REQUESTS -
A. In the committee meeting report, which department was absent but expected to arrive late?
B. Write out the part of the committee meeting report starting at "National Environmental Management Protected" and ending at "be  arriving late.", word for word.
C. Extend the committee meeting report beyond its final sentence.

EXCERPTED PASSAGE -
_ _ _ _
The Committee then asked the delegates to read out their provincial Negotiating mandates that they had received, in respect of the National Environmental Laws Amendment Bill. It was noted that each of the provinces had been briefed and there had been some public participation. However, because of the complexity of some of the proposed amendments, it was agreed that the mandates would be forwarded to the Department of Environmental Affairs, who should prepare a written document responding to the issues raised, to be presented in the following week.

Meeting report

National Environmental Management Protected Areas Amendment Bill (the Bill): Departmental briefing
Mr Ishaam Abader, Deputy Director General, Department of Environmental Affairs and Tourism made a presentation, following the attached document, on the amendments that were proposed in respect of the National Environmental Management: Protected Areas Amendment Bill.

The Chairperson noted that the Department of Transport (DoT) were not present but would be  arriving late.

Mr V Windvoel (ANC, Mpumalanga) asked what was meant by a two-thirds majority in relation to Clause 5, which was amending Section 54 of the Protected Areas Act (the principle Act).

Mr L van Rooyen (ANC, Free State) asked why there seemed to be an urgency to adopt the amendments.
_ _ _ _
DATASET ROWS -
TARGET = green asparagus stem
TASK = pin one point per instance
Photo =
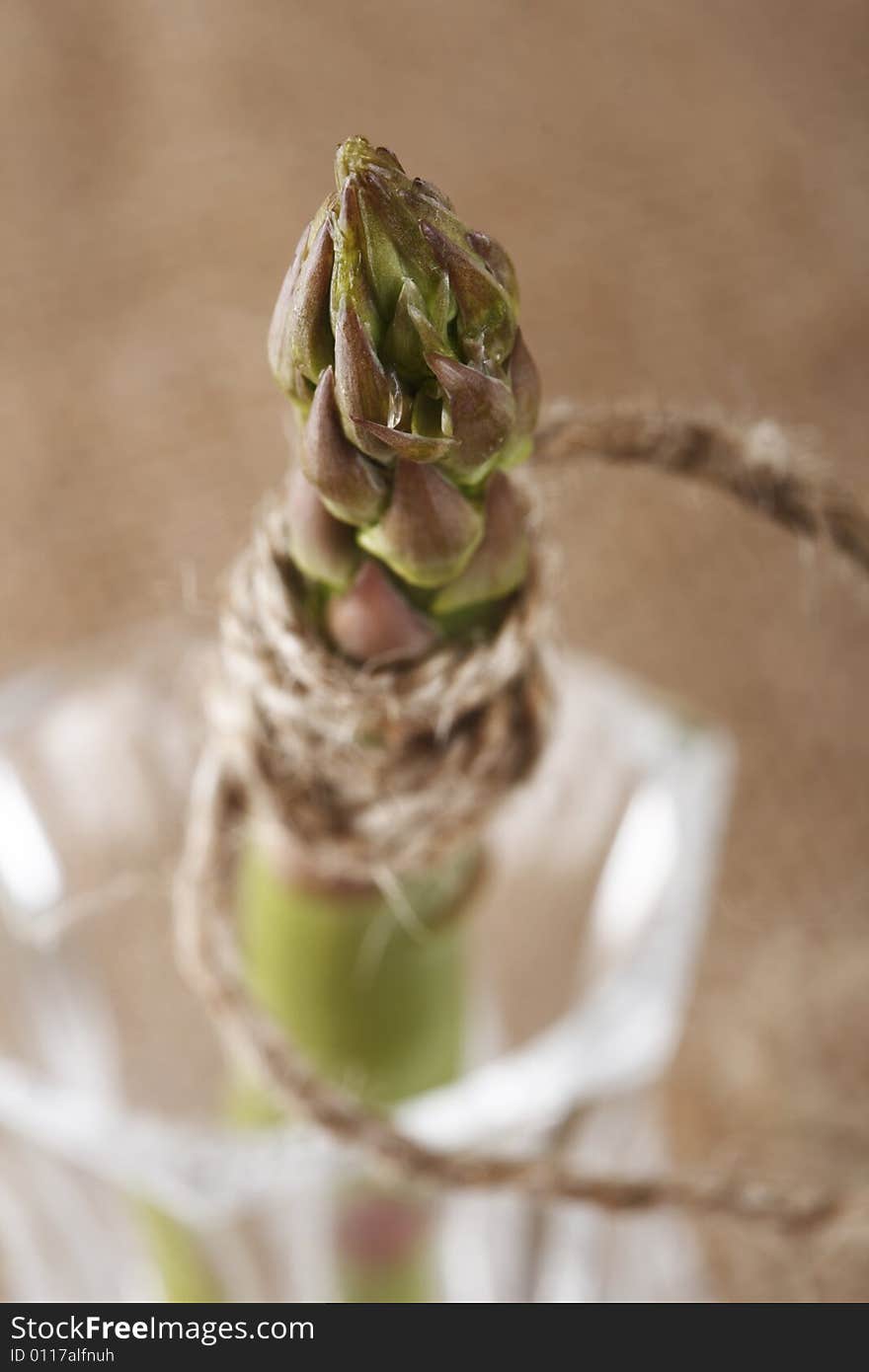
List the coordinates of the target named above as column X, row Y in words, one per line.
column 378, row 1006
column 396, row 338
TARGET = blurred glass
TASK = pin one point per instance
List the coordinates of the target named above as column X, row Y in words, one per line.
column 584, row 947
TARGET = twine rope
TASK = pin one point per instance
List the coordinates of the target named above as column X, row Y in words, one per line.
column 468, row 700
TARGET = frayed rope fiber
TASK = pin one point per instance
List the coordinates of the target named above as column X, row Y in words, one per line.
column 464, row 724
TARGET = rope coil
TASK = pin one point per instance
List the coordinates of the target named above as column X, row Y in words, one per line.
column 276, row 678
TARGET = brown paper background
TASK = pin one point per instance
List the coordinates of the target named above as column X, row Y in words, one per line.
column 684, row 190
_ _ _ _
ANSWERS TO THE EXERCISES -
A. The Department of Transport (DoT).

B.
National Environmental Management Protected Areas Amendment Bill (the Bill): Departmental briefing
Mr Ishaam Abader, Deputy Director General, Department of Environmental Affairs and Tourism made a presentation, following the attached document, on the amendments that were proposed in respect of the National Environmental Management: Protected Areas Amendment Bill.

The Chairperson noted that the Department of Transport (DoT) were not present but would be  arriving late.

C.
Mr van Rooyen noted that he was concerned with aircraft flying over the protected areas, and whether at the height of 38 000 feet there would be a negative effect on the animal life in the park. He asked whether there was any special significance or difference in the normal traffic rules presently in force, for example, in the Kruger National Park, and in the traffic rules in the proposed legislation under Clause 6(d) amending Section 55. He added that all visitors to the park were required to sign an undertaking to honour such rules.

Mr F Adams (ANC, Western Cape) agreed with Mr van Rooyen that aircraft flying over protected areas did not necessarily create a negative effect on the animal life. He called for the legislation to be less rigid, especially given the possibility of rescue flights. He also cited the need to specify the type of aircraft that could be allowed or disallowed.

The Chairperson raised the challenge on how such boundaries could be set, and stated that the members were rightfully concerned about whether there would indeed be a disturbance. He asked that the Department of Transport give concrete reasons for making this amendment.

Mr A Watson (DA, Mpumalanga) questioned whether the matter of airspace had not already been fully deliberated during the Portfolio Committee stage, and whether then, by implication, there was no reason to discuss this matter fully afresh in this Committee.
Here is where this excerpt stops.